**Objective:**
Render every line of the data below as a Markdown table with the columns "No." and "Line", numbering the rows and skipping blank lines. Leave the pictures out of the table.

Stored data

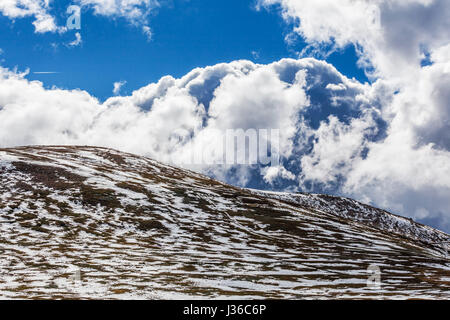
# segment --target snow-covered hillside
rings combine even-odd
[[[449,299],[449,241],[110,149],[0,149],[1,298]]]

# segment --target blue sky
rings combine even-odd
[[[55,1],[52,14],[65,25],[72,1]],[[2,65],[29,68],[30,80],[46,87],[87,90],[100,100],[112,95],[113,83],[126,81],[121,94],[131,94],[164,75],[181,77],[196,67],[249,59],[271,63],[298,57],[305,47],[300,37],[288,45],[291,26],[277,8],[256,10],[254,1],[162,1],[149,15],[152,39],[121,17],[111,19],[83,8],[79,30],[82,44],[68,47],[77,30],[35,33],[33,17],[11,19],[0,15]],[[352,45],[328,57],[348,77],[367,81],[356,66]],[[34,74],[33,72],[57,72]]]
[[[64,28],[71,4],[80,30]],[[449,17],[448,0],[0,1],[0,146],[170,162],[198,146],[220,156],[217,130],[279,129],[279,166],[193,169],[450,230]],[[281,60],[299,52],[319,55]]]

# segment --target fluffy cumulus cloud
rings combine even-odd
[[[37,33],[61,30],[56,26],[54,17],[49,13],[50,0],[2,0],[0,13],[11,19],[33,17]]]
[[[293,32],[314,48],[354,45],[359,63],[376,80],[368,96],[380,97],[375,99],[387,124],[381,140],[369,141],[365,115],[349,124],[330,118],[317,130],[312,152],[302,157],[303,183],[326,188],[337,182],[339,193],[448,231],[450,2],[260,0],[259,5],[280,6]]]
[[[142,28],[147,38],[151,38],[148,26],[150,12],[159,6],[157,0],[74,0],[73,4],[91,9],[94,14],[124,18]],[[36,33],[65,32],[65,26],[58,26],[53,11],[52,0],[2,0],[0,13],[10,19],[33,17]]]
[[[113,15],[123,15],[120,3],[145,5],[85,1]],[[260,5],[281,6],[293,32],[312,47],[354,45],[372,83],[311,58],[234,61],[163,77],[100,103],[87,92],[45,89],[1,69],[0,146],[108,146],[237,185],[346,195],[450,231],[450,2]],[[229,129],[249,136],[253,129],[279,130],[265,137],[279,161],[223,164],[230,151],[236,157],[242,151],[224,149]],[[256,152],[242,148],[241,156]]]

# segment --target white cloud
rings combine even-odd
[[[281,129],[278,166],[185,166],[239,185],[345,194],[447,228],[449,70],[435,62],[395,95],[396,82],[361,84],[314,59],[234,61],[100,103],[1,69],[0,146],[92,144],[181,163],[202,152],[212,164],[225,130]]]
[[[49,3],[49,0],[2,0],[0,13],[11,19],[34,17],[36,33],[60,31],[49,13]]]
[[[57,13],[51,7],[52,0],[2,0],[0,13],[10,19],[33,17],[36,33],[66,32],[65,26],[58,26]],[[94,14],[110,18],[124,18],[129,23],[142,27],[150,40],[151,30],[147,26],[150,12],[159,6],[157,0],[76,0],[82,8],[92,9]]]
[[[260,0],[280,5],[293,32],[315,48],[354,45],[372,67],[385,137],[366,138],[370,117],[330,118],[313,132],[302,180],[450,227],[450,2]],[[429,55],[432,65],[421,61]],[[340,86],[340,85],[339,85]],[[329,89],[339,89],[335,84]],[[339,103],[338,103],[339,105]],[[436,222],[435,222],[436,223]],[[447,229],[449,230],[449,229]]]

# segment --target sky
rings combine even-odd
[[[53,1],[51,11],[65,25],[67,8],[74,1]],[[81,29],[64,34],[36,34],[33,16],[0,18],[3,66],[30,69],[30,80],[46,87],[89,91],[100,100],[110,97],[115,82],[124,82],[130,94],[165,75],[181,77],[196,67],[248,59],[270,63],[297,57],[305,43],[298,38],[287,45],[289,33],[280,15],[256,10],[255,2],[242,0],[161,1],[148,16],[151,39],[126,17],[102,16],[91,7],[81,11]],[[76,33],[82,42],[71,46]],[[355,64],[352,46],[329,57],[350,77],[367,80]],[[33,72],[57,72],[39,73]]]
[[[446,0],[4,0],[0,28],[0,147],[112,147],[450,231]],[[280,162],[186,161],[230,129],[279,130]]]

**The response:**
| No. | Line |
|---|---|
| 1 | # segment --target snow-covered hillside |
| 2 | rings combine even-odd |
| 3 | [[[449,299],[449,241],[110,149],[0,149],[1,298]]] |
| 4 | # segment --target blue sky |
| 5 | rings combine even-odd |
| 6 | [[[55,1],[52,14],[65,25],[72,1]],[[2,65],[29,68],[30,80],[46,87],[87,90],[100,100],[112,95],[113,83],[126,81],[121,94],[131,94],[164,75],[181,77],[196,67],[249,59],[271,63],[298,57],[305,47],[300,37],[288,45],[291,26],[277,8],[256,10],[254,1],[162,1],[149,15],[152,39],[121,17],[111,19],[83,8],[79,30],[82,44],[68,47],[77,30],[35,33],[33,17],[11,19],[0,15]],[[352,45],[328,57],[348,77],[367,81],[356,66]],[[34,74],[33,72],[57,72]]] |
| 7 | [[[64,28],[71,4],[80,30]],[[449,17],[448,0],[0,1],[0,146],[170,162],[198,146],[220,156],[217,130],[279,129],[279,166],[193,169],[450,230]],[[281,60],[299,52],[319,55]]] |
| 8 | # segment --target fluffy cumulus cloud |
| 9 | rings combine even-odd |
| 10 | [[[37,33],[61,30],[56,26],[54,17],[49,13],[50,0],[2,0],[0,13],[11,19],[33,17]]] |
| 11 | [[[293,32],[314,48],[354,45],[359,63],[376,80],[368,96],[380,97],[375,99],[387,124],[381,140],[369,141],[365,115],[349,124],[330,118],[317,130],[312,152],[302,157],[303,183],[326,188],[337,182],[339,193],[448,231],[450,2],[260,0],[259,5],[280,6]]] |
| 12 | [[[142,28],[147,38],[151,38],[148,26],[150,12],[159,6],[157,0],[74,0],[73,4],[91,9],[94,14],[124,18]],[[36,33],[65,32],[65,26],[58,26],[53,11],[52,0],[2,0],[0,13],[10,19],[33,17]]] |
| 13 | [[[113,15],[123,15],[120,3],[145,5],[85,1]],[[260,5],[281,6],[293,32],[312,47],[354,45],[372,83],[311,58],[234,61],[163,77],[100,103],[87,92],[45,89],[1,69],[0,146],[108,146],[237,185],[346,195],[450,231],[450,2]],[[229,129],[249,136],[253,129],[279,130],[265,137],[279,161],[223,164],[230,151],[236,157],[242,151],[224,149]],[[256,152],[242,148],[241,156]]] |
| 14 | # segment --target white cloud |
| 15 | rings combine even-odd |
| 16 | [[[281,129],[278,166],[185,166],[239,185],[345,194],[447,228],[449,70],[435,62],[395,95],[396,82],[361,84],[314,59],[234,61],[100,103],[1,69],[0,146],[92,144],[181,163],[202,152],[212,164],[225,130]]] |
| 17 | [[[49,3],[49,0],[2,0],[0,13],[11,19],[34,17],[36,33],[60,31],[49,13]]] |
| 18 | [[[57,13],[51,7],[52,0],[2,0],[0,13],[10,19],[33,17],[36,33],[66,32],[65,26],[58,26]],[[94,14],[110,18],[124,18],[129,23],[142,27],[150,40],[151,30],[147,26],[150,12],[159,6],[157,0],[76,0],[82,8],[92,9]]] |
| 19 | [[[260,0],[280,5],[293,32],[315,48],[354,45],[372,67],[385,137],[366,138],[370,117],[330,118],[313,132],[302,180],[450,227],[450,2]],[[429,55],[432,65],[421,61]],[[340,86],[340,85],[339,85]],[[329,89],[339,89],[335,84]],[[339,103],[338,103],[339,105]],[[436,222],[435,222],[436,223]],[[447,229],[449,230],[449,229]]] |
| 20 | # segment --target sky |
| 21 | rings combine even-odd |
| 22 | [[[53,1],[51,11],[65,25],[67,8],[74,1]],[[81,29],[64,34],[36,34],[33,16],[0,18],[3,66],[30,69],[30,80],[46,87],[89,91],[100,100],[110,97],[115,82],[124,82],[130,94],[165,75],[181,77],[196,67],[248,59],[270,63],[297,57],[305,43],[298,38],[287,45],[289,33],[280,15],[256,10],[255,2],[242,0],[161,1],[148,16],[151,39],[126,17],[102,16],[91,7],[81,11]],[[76,33],[82,42],[71,46]],[[355,64],[352,46],[329,57],[350,77],[367,80]],[[33,72],[57,72],[39,73]]] |
| 23 | [[[446,0],[4,0],[0,28],[0,147],[112,147],[450,231]],[[280,162],[186,161],[230,129],[279,130]]] |